▶ **YOUR OBJECTIVE**
Express the material below as a JSON list of strings, one string per line, with blank lines omitted. Leave the pictures out.

▶ **RECORDS SUPPLIED**
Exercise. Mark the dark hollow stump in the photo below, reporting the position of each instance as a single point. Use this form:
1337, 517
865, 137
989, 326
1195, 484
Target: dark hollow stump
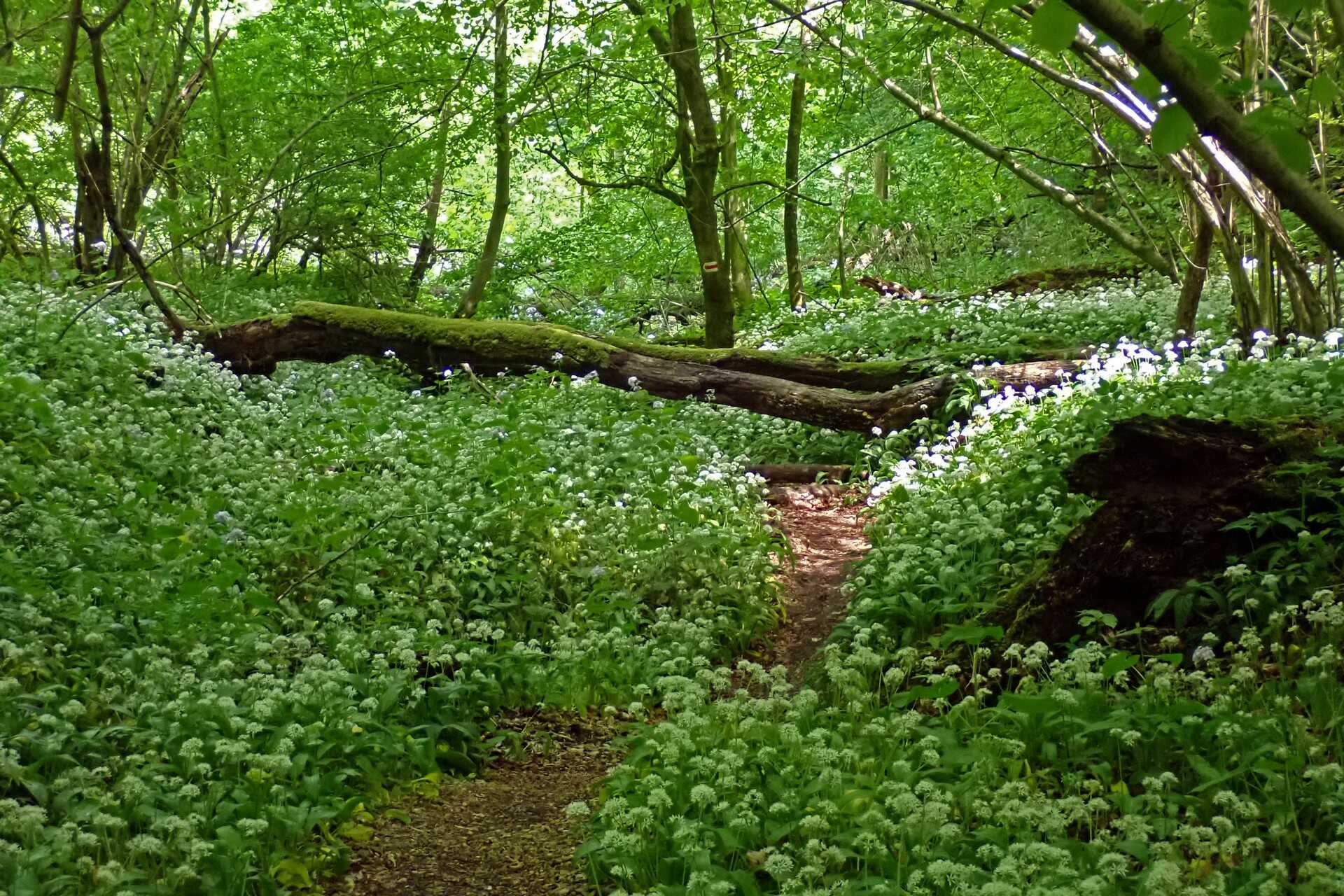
1170, 488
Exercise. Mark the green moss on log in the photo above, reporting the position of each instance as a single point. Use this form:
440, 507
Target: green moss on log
482, 339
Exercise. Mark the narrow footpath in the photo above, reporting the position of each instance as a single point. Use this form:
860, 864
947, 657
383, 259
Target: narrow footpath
507, 833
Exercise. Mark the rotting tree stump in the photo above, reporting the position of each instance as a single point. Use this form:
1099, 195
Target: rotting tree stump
1170, 486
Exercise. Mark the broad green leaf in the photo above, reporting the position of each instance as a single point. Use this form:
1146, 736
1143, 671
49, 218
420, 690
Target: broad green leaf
1323, 90
1168, 16
1280, 131
1054, 26
1172, 131
1148, 85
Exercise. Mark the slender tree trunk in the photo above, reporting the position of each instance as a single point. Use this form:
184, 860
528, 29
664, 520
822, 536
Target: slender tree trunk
1215, 115
734, 207
425, 251
426, 344
503, 156
841, 239
1140, 248
699, 153
1195, 276
792, 149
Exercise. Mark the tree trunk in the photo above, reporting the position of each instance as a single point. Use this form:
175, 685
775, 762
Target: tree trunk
318, 332
699, 153
792, 150
1215, 115
503, 155
1142, 248
1195, 274
841, 242
425, 250
734, 206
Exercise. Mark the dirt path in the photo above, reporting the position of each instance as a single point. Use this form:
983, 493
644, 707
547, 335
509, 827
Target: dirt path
827, 536
507, 834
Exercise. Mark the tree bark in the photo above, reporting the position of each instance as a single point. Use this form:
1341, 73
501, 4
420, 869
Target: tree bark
1132, 244
425, 250
318, 332
1215, 115
699, 153
793, 144
503, 156
1195, 276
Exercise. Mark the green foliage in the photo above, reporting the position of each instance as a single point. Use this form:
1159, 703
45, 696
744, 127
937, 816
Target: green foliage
929, 757
234, 612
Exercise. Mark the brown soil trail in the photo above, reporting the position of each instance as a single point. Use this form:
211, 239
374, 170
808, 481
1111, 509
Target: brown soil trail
824, 526
507, 833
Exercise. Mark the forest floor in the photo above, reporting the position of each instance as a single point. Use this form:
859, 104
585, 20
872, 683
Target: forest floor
507, 833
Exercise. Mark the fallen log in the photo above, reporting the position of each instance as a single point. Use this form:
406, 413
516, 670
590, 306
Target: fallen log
1062, 279
796, 473
324, 333
1171, 485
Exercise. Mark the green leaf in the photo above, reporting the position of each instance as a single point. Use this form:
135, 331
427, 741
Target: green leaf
1117, 664
1056, 24
1148, 85
1292, 147
1172, 131
1228, 20
1323, 90
1170, 16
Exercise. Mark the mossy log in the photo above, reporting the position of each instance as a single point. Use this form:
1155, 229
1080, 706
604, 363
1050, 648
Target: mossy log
318, 332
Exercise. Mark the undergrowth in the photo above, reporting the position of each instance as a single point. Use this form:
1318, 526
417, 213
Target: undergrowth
927, 755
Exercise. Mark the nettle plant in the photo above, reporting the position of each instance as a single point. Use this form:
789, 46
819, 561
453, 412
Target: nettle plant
929, 757
235, 612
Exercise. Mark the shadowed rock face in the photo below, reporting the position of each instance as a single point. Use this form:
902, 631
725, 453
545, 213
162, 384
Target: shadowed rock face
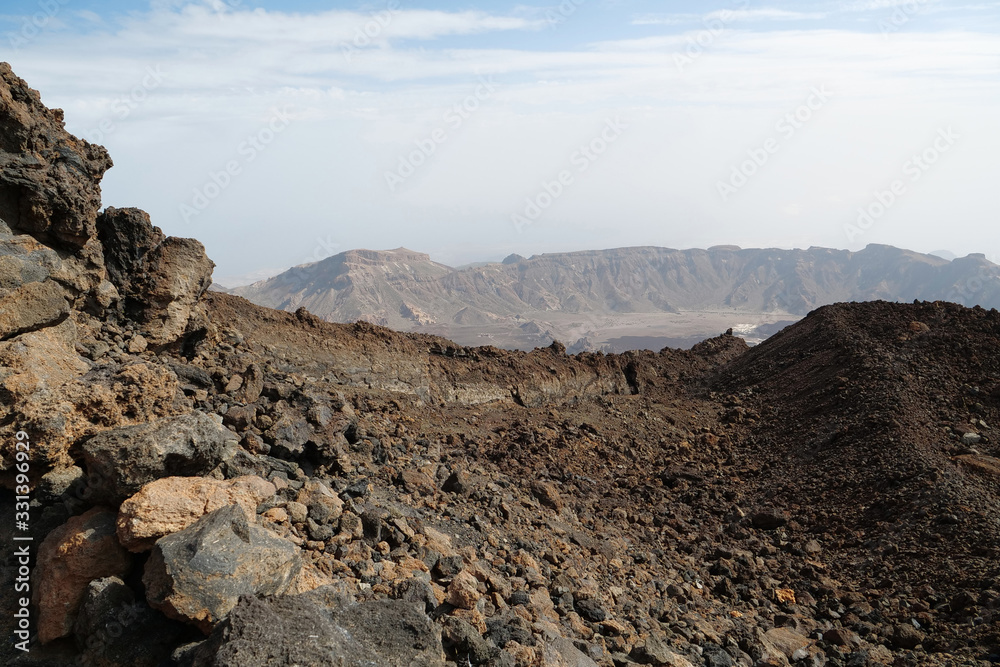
160, 279
320, 628
49, 179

▶ **OUTPUT FOR THIS TASK**
[
  "Exercise. Mark the dark hollow stump in the photo below, reporting the position of each instance as a single point. Use this form:",
  "1337, 517",
  "865, 137",
  "989, 326",
  "1195, 484",
  "Target: dark hollow stump",
  "1170, 488",
  "Exercise. Mark the green moss on log in the photo above, reporting the position of each instance as a single point. Use this form:",
  "440, 507",
  "Target: green moss on log",
  "482, 339",
  "Exercise. Mark the narrow footpath in the photo above, reporting the position of each instance as a single point. Use this form:",
  "860, 864",
  "947, 657",
  "383, 259",
  "Target: narrow footpath",
  "507, 833",
  "Exercise. Mark the rotting tree stump in the photo above, reporting the position of each instance as a single point. Use this form:",
  "1099, 195",
  "Target: rotting tree stump",
  "1170, 486",
  "Exercise. Mark the broad green leaf in the photo above, reporting the position of each instance as a single point. Use this form:",
  "1146, 736",
  "1143, 671",
  "49, 218",
  "420, 690",
  "Target: broad green leaf",
  "1323, 90",
  "1168, 16",
  "1280, 131",
  "1054, 26",
  "1172, 131",
  "1148, 85",
  "Exercise. Mark the slender tree trunk in the photo above, reporting the position of each instance as a single point. Use this form:",
  "184, 860",
  "528, 29",
  "664, 520",
  "822, 536",
  "Target: slender tree trunk",
  "1215, 115",
  "734, 207",
  "425, 251",
  "426, 344",
  "503, 156",
  "841, 239",
  "1140, 248",
  "699, 153",
  "1195, 276",
  "792, 149",
  "Exercise. Mark the tree trunk in the photo above, reporting the position of each instance as a single point. Use this form:",
  "175, 685",
  "775, 762",
  "Target: tree trunk",
  "318, 332",
  "699, 153",
  "792, 150",
  "1215, 115",
  "503, 155",
  "1142, 248",
  "1195, 274",
  "841, 242",
  "425, 250",
  "734, 206",
  "Exercise. Mark the dirt path in the photo above, reporting the position of each instance as a single point. Use this form:",
  "983, 493",
  "644, 707",
  "547, 335",
  "509, 827",
  "Target: dirt path",
  "827, 536",
  "507, 834",
  "Exercise. Mark the tree bark in the photo above, reporting the position of each instance as a single point. Use this form:",
  "1341, 73",
  "501, 4",
  "420, 869",
  "Target: tree bark",
  "1132, 244",
  "425, 250",
  "318, 332",
  "1215, 115",
  "699, 153",
  "793, 144",
  "503, 156",
  "1195, 276",
  "Exercise. Mark the green foliage in the photo above, reporting the position of each instance as a single point. Use this form:",
  "1159, 703",
  "45, 696",
  "744, 127",
  "937, 816",
  "Target: green foliage",
  "929, 757",
  "234, 612",
  "Exercise. Mark the brown soil trail in the photo above, reporting the position of each instance as a single point. Use this form:",
  "211, 239",
  "374, 170",
  "808, 481",
  "1111, 509",
  "Target: brown soil trail",
  "824, 526",
  "507, 833",
  "Exercise. Mark the forest floor in the photo above, reporting the position of each instance as a single point. Use this form:",
  "859, 104",
  "585, 20",
  "872, 683",
  "Target: forest floor",
  "507, 833",
  "Exercise. Mark the fallen log in the photo above, reporting the position of each instance as a single point. Use this form:",
  "406, 413",
  "516, 670",
  "590, 306",
  "Target: fallen log",
  "1062, 279",
  "796, 473",
  "324, 333",
  "1171, 485",
  "Exercise. Mark the green leaf in the photo above, reporting the position of each instance as a single point. Use this form:",
  "135, 331",
  "427, 741",
  "Target: green leaf",
  "1117, 664",
  "1056, 24",
  "1148, 85",
  "1292, 147",
  "1172, 131",
  "1228, 20",
  "1323, 90",
  "1170, 16",
  "Exercise. Mark the mossy log in the photo above, reporting the position of each instance as a single point. Use this form:",
  "1155, 229",
  "1080, 706",
  "604, 363",
  "1050, 648",
  "Target: mossy log",
  "318, 332",
  "Exercise. Mark the undergrowth in the photo above, reporting the position of each instance as a single point. Use this form:",
  "1318, 526",
  "417, 213",
  "Target: undergrowth",
  "927, 755",
  "Exercise. Mark the nettle plant in the photo above, reporting the position of each instance as a single point. Use this form:",
  "789, 46",
  "819, 561",
  "453, 412",
  "Target: nettle plant",
  "929, 757",
  "235, 612",
  "Exercise. Mark the shadowed rock face in the photo below, reporting the position of each instance as a single point. Use this form:",
  "902, 631",
  "725, 453",
  "545, 213",
  "162, 384",
  "Target: shadowed rock face",
  "160, 279",
  "320, 628",
  "49, 179"
]